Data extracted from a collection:
%%

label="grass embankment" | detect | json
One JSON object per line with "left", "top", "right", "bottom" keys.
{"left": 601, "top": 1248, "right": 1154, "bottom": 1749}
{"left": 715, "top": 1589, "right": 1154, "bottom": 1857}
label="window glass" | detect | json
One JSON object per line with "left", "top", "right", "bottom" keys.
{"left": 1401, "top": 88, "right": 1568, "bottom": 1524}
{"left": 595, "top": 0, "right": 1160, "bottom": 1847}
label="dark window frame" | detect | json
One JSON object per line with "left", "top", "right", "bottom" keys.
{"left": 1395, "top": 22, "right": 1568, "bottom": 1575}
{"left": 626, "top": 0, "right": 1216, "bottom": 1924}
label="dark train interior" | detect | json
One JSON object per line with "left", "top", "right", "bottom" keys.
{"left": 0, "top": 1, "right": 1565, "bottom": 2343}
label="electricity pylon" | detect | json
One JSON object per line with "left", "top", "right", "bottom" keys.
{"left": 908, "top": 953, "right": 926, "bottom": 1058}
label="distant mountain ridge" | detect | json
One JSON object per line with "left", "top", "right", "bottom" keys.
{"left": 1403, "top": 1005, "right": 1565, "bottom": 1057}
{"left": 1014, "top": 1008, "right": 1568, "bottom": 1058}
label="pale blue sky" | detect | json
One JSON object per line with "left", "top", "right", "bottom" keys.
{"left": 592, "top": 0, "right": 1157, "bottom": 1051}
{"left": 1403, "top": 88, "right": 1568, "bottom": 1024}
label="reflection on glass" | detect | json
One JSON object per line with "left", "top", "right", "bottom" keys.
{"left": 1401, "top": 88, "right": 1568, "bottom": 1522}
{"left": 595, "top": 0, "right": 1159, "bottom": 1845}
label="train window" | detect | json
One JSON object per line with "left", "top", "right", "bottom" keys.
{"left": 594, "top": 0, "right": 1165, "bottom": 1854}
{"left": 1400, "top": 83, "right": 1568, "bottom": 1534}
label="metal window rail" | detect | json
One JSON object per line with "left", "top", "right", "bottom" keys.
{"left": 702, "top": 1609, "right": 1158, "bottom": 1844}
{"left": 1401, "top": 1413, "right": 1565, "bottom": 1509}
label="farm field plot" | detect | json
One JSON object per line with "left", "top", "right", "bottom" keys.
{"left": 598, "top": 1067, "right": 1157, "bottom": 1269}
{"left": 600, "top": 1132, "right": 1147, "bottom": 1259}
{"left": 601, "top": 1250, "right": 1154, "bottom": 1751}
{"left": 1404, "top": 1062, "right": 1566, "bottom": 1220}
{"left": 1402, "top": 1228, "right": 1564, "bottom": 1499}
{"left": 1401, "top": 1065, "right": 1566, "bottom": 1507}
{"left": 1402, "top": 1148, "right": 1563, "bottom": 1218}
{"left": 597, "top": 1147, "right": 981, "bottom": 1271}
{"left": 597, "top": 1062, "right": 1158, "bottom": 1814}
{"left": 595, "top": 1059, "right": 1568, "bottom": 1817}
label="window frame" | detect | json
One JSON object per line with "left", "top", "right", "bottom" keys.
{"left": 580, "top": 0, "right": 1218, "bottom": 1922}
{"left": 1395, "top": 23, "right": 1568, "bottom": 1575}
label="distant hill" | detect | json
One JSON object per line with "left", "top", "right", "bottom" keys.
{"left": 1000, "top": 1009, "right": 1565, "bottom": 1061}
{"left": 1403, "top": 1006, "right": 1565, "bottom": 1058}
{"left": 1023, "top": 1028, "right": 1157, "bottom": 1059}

%%

WHAT YOU HAVE TO DO: Please restate every line of the records exactly.

ANSWER TO THIS TASK:
label="grass embankment" | detect | json
One JSON object per line with "left", "top", "right", "bottom" keys.
{"left": 601, "top": 1248, "right": 1154, "bottom": 1749}
{"left": 715, "top": 1589, "right": 1154, "bottom": 1857}
label="window glass" | detect | json
One JSON object per line with "left", "top", "right", "bottom" keys.
{"left": 1401, "top": 88, "right": 1568, "bottom": 1524}
{"left": 595, "top": 0, "right": 1160, "bottom": 1847}
label="dark window frame" | detect | json
One JSON object per line with "left", "top", "right", "bottom" keys.
{"left": 1395, "top": 22, "right": 1568, "bottom": 1575}
{"left": 626, "top": 0, "right": 1216, "bottom": 1924}
label="dark train interior" | detect | json
One JSON object per line with "left", "top", "right", "bottom" keys.
{"left": 0, "top": 1, "right": 1565, "bottom": 2343}
label="electricity pylon" | detect | json
One JSON object per line with "left", "top", "right", "bottom" keys.
{"left": 908, "top": 953, "right": 926, "bottom": 1058}
label="distant mountain ridge" | detect | json
One JSON object per line with "left", "top", "right", "bottom" keys.
{"left": 1403, "top": 1005, "right": 1565, "bottom": 1057}
{"left": 1014, "top": 1008, "right": 1568, "bottom": 1058}
label="pale blue sky" | detect | json
One JSON object per line with "left", "top", "right", "bottom" keys.
{"left": 592, "top": 0, "right": 1157, "bottom": 1051}
{"left": 1403, "top": 88, "right": 1568, "bottom": 1024}
label="reflection on glass" | detect | json
One JSON object per line with "left", "top", "right", "bottom" keys.
{"left": 1401, "top": 88, "right": 1568, "bottom": 1522}
{"left": 595, "top": 0, "right": 1159, "bottom": 1845}
label="train window" | detect | json
One JSON object per line with "left", "top", "right", "bottom" keys.
{"left": 594, "top": 0, "right": 1165, "bottom": 1854}
{"left": 1400, "top": 83, "right": 1568, "bottom": 1534}
label="metal window rail" | detect | json
One JSON object per line with "left", "top", "right", "bottom" keys.
{"left": 702, "top": 1609, "right": 1158, "bottom": 1844}
{"left": 1401, "top": 1413, "right": 1565, "bottom": 1509}
label="farm field plot" | detect | json
One JSON object per line with "left", "top", "right", "bottom" keys.
{"left": 598, "top": 1067, "right": 1157, "bottom": 1269}
{"left": 600, "top": 1132, "right": 1147, "bottom": 1259}
{"left": 601, "top": 1250, "right": 1154, "bottom": 1751}
{"left": 1404, "top": 1062, "right": 1566, "bottom": 1220}
{"left": 1402, "top": 1228, "right": 1564, "bottom": 1499}
{"left": 1401, "top": 1065, "right": 1566, "bottom": 1507}
{"left": 1402, "top": 1148, "right": 1563, "bottom": 1218}
{"left": 597, "top": 1147, "right": 981, "bottom": 1271}
{"left": 597, "top": 1062, "right": 1158, "bottom": 1814}
{"left": 595, "top": 1059, "right": 1568, "bottom": 1817}
label="window frame" | detect | json
One JSON object per line with "left", "top", "right", "bottom" keys.
{"left": 580, "top": 0, "right": 1218, "bottom": 1922}
{"left": 1395, "top": 23, "right": 1568, "bottom": 1575}
label="distant hill" | detect | json
One JSON object per line with "left", "top", "right", "bottom" keys.
{"left": 1000, "top": 1009, "right": 1565, "bottom": 1061}
{"left": 1403, "top": 1006, "right": 1565, "bottom": 1058}
{"left": 1023, "top": 1028, "right": 1157, "bottom": 1059}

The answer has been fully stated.